# start of TEXT TO READ

2-year mark for Susan Powell case
When news reports broadcast the discovery of a body in remote wilderness locations, Denise Cox's world stops for a while.
With each gruesome discovery she wonders: Could this be her sister?
So far, it's an answer Cox and the rest of her family are still waiting for as time marches on without answers in the case of 28-year-old mother of two Susan Cox Powell, who was last seen on Dec. 6, 2009.
"I hate when they find someone's remains. I lose a lot of sleep until they identify them," said Cox, 32, the older sister of Powell, in an interview from her home in Washington state. "I'm upset and frustrated that after two years we still have no answers. It is really hard with no closure and not knowing where my sister is."
So friends of the Coxes and Powell will do what they can, hosting service events and sharing memories.
Cox plans to spend time with her sister's children, Charlie, 6, and Braden, 4. The Cox family had limited interaction with the boys following Powell's disappearance as tensions rose between the woman's family and her husband, Josh, who is the only publicly named person of interest in the case. Josh Powell moved the boys back to his wife's and his own hometown of Puyallup, Wash., shortly after she disappeared.
But a judge in October granted temporary custody of the boys to Susan Powell's parents, Chuck and Judy Cox, after Washington child-protection workers removed them from the care of their father. The boys had been living with their father in the home of their grandfather, Steve Powell. But police arrested Steve Powell on Sept. 22 on charges of voyeurism and possessing child pornography. Police have said they are investigating who else living in the home may have known of Steve Powell's activities.
Time with the boys now is a chance to reconnect since the Powell and Cox families have clashed over Susan Powell's case, Cox said. She said she often shares memories of her sister with her nephews and keeps photos of the woman everywhere.
"Braden doesn't have as many memories as Charlie, but they both love looking at pictures of their mom," Cox said. "We can and do talk about my sister around the boys. I don't ever want them to forget her."
Cox said she wears a purple bracelet at all times, which serves as a conversation starter to people interested in learning more about her sister. A wolf necklace, symbolic of her sister's love of the animal, and a pin with Powell's photo also help Cox feel closer to her sister.
"I carry her with me constantly," she said.

# end of TEXT TO READ
# start of MATERIAL

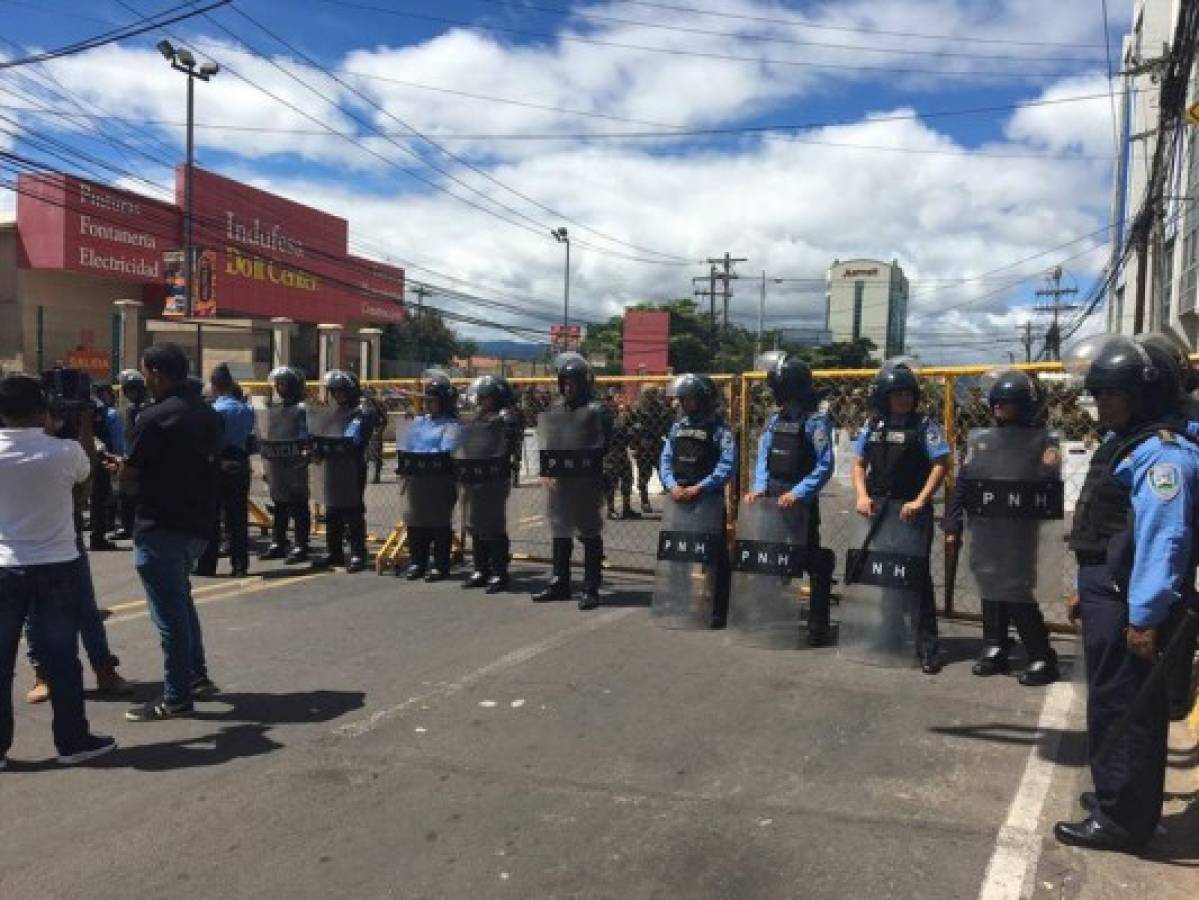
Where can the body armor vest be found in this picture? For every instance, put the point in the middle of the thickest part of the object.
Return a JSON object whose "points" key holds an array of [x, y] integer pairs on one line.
{"points": [[791, 453], [1104, 505], [896, 458], [694, 453]]}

# end of MATERIAL

* WHAT YOU ARE ASKED TO DO: Do these statements agree with the article on the Susan Powell case? Answer yes or no for each, quoting the words of the article that decide it. (a) Susan Powell was last seen on Dec. 6, 2009. (b) Denise Cox is Susan Powell's younger sister. (c) A judge gave temporary custody of the boys to Steve Powell.

* ANSWER FOR THIS EXERCISE:
(a) Yes: "who was last seen on Dec. 6, 2009."
(b) No: "the older sister of Powell"
(c) No: "granted temporary custody of the boys to Susan Powell's parents, Chuck and Judy Cox"